Exercise goal: Please pick up the passage below about the permission to kill growing from speculation into practice, and continue it past its final sentence.

Verily, fathers, your friend Escobar reasons uncommonly well
sometimes; and, in point of fact, there is such a close connection
between speculation and practice, that when the former has once
taken root, you have no difficulty in permitting the latter, without
any disguise. A good illustration of this we have in the permission
"to kill for a buffet," which, from being a point of simple
speculation, was boldly raised by Lessius into a practice "which ought
not easily to be allowed"; from that promoted by Escobar to the
character of "an easy practice"; and from thence elevated by your
fathers of Caen, as we have seen, without any distinction between
theory and practice, into a full permission. Thus you bring your
opinions to their full growth very gradually. Were they presented
all at once in their finished extravagance, they would beget horror;
but this slow imperceptible progress gradually habituates men to the
sight of them and hides their offensiveness. And in this way the
permission to murder, in itself so odious both to Church and State,
creeps first into the Church, and then from the Church into the State.

Material provided:
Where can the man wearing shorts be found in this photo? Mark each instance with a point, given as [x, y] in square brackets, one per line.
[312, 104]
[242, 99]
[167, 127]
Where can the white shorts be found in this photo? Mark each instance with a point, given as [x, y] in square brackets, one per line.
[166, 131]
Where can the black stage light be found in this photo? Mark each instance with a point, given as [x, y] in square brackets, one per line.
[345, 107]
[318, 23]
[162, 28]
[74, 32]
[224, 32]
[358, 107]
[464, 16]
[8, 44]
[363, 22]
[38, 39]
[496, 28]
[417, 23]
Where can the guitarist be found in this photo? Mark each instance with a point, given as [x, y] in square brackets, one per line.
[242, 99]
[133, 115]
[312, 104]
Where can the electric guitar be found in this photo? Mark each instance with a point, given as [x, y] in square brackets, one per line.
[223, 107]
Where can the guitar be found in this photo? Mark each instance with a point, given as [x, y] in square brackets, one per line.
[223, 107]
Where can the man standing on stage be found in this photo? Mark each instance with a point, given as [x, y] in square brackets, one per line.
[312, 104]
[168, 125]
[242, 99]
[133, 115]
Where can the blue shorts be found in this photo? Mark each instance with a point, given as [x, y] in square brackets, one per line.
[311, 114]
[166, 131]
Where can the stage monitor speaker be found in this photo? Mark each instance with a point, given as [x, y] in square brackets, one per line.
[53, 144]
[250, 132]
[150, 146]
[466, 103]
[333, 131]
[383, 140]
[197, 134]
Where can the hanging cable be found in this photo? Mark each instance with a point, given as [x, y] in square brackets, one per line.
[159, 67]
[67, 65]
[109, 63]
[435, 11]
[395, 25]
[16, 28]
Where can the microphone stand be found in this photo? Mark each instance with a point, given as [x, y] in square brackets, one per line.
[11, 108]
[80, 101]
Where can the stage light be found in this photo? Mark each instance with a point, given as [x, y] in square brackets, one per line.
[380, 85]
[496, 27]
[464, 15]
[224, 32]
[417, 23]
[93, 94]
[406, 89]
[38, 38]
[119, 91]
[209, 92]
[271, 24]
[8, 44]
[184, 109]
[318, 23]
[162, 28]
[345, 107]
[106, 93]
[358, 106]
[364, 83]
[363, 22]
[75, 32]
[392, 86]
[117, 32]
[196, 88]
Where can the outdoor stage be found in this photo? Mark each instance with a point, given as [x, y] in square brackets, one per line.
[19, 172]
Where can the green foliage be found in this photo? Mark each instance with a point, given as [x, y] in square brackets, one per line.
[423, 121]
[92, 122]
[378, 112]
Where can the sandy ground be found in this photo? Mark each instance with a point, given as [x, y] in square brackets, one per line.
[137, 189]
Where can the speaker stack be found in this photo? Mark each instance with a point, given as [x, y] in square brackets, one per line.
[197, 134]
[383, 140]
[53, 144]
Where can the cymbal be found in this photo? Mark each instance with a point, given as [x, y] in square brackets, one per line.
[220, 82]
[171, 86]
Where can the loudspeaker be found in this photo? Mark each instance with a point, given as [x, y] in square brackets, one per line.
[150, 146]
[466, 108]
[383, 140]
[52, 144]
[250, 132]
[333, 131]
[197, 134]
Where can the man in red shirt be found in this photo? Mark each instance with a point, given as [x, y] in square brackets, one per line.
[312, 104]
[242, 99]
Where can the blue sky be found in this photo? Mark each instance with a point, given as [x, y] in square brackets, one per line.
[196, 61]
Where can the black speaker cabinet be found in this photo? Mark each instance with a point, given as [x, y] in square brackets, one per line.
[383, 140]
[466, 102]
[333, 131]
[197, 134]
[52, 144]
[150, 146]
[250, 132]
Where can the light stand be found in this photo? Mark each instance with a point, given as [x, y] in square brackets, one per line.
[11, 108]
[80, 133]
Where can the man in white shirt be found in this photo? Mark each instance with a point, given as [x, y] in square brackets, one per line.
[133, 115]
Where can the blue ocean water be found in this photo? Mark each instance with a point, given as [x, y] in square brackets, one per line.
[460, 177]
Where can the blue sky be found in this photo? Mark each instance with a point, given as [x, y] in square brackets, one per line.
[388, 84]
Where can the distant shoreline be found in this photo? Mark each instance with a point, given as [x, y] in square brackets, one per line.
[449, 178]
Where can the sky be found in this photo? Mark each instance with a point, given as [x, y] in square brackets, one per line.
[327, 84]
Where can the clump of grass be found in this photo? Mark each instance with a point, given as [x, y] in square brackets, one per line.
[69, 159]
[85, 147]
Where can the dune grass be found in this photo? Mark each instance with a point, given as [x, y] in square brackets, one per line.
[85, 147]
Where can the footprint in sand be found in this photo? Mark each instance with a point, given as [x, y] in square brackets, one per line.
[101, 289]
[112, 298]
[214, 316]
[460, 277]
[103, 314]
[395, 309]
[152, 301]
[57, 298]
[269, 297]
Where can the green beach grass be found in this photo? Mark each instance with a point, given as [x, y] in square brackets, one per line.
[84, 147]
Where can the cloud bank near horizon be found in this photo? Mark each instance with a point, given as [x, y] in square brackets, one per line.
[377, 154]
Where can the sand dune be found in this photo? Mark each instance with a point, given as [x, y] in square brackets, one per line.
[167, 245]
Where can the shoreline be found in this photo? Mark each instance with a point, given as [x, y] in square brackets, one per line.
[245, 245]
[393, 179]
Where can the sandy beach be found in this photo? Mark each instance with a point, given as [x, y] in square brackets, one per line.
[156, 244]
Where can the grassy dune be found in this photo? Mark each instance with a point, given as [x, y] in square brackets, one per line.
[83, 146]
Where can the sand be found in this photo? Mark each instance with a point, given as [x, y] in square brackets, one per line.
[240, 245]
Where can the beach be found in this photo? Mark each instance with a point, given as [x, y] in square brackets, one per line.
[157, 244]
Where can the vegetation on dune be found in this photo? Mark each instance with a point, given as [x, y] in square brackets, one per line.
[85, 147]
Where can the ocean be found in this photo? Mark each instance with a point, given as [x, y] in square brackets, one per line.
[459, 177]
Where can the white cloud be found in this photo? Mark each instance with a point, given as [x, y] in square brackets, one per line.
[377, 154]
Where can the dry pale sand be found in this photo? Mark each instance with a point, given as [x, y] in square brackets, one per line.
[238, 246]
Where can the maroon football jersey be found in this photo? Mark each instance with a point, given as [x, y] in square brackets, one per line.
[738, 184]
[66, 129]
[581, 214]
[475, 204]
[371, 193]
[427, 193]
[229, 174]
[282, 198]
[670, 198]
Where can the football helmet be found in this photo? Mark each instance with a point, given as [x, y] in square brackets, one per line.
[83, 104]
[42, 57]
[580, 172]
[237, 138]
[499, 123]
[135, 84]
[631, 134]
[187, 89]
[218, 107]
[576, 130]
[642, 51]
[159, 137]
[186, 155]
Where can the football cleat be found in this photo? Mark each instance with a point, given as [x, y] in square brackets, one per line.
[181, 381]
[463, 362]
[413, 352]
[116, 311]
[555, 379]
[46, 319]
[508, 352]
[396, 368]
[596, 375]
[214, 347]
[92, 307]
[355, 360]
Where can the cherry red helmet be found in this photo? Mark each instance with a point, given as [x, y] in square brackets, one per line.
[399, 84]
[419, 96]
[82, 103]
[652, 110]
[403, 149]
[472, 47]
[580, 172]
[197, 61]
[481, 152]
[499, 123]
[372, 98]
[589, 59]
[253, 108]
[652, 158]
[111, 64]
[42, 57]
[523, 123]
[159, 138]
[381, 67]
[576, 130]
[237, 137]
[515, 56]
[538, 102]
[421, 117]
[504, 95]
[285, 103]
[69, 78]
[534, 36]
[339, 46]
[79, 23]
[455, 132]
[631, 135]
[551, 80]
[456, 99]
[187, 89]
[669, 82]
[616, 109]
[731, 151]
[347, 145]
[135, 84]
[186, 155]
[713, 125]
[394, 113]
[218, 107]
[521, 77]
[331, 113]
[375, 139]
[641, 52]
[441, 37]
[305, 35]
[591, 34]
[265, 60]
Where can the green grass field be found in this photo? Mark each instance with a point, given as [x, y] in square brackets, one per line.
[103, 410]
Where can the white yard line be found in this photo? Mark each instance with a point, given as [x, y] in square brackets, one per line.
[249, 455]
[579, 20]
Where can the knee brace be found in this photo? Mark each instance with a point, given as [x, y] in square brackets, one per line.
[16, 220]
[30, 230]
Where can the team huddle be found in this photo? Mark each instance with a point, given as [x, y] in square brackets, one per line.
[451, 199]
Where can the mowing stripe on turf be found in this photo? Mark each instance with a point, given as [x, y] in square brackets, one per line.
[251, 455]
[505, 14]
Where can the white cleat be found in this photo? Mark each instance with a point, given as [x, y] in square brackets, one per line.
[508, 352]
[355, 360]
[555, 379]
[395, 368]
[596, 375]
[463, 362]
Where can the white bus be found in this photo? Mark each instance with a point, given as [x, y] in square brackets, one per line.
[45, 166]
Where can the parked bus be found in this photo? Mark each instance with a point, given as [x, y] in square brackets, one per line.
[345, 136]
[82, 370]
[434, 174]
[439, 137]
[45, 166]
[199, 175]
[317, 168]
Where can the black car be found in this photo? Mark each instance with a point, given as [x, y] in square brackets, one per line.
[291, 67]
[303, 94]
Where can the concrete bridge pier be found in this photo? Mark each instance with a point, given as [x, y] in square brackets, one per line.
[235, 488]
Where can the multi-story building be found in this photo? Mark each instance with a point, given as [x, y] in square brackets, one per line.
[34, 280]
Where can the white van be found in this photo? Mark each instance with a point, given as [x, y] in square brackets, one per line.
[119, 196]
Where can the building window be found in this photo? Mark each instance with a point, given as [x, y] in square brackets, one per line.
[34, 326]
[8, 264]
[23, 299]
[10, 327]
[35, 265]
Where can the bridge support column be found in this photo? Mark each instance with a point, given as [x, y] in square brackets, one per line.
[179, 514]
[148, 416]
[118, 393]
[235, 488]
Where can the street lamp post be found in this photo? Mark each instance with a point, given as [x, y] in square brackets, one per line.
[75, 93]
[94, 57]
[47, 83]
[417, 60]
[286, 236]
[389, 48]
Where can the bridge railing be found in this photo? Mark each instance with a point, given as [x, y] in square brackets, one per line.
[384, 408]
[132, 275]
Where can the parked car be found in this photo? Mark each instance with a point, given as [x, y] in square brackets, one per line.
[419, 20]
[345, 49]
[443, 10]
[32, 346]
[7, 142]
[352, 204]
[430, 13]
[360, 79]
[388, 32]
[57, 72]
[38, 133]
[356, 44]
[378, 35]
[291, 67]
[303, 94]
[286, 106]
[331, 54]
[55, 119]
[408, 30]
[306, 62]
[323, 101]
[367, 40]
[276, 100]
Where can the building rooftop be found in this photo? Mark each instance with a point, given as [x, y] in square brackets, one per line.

Output below:
A similar success has attended the opinion of "killing for
slander," which has now reached the climax of a permission without any
distinction. I should not have stopped to quote my authorities on this
point from your writings, had it not been necessary in order to put
down the effrontery with which you have asserted, twice over, in
your fifteenth Imposture, "that there never was a Jesuit who permitted
killing for slander." Before making this statement, fathers, you
should have taken care to prevent it from coming under my notice,
seeing that it is so easy for me to answer it. For, not to mention
that your fathers Reginald, Filiutius, and others, have permitted it
in speculation, as I have already shown, and that the principle laid
down by Escobar leads us safely on to the practice, I have to tell you
that you have authors who have permitted it in so many words, and
among others Father Hereau in his public lectures, on the conclusion
of which the king put him under arrest in your house, for having
taught, among other errors, that when a person who has slandered us in
the presence of men of honour, continues to do so after being warned
to desist, it is allowable to kill him, not publicly, indeed, for fear
of scandal, but in a private way- sed clam.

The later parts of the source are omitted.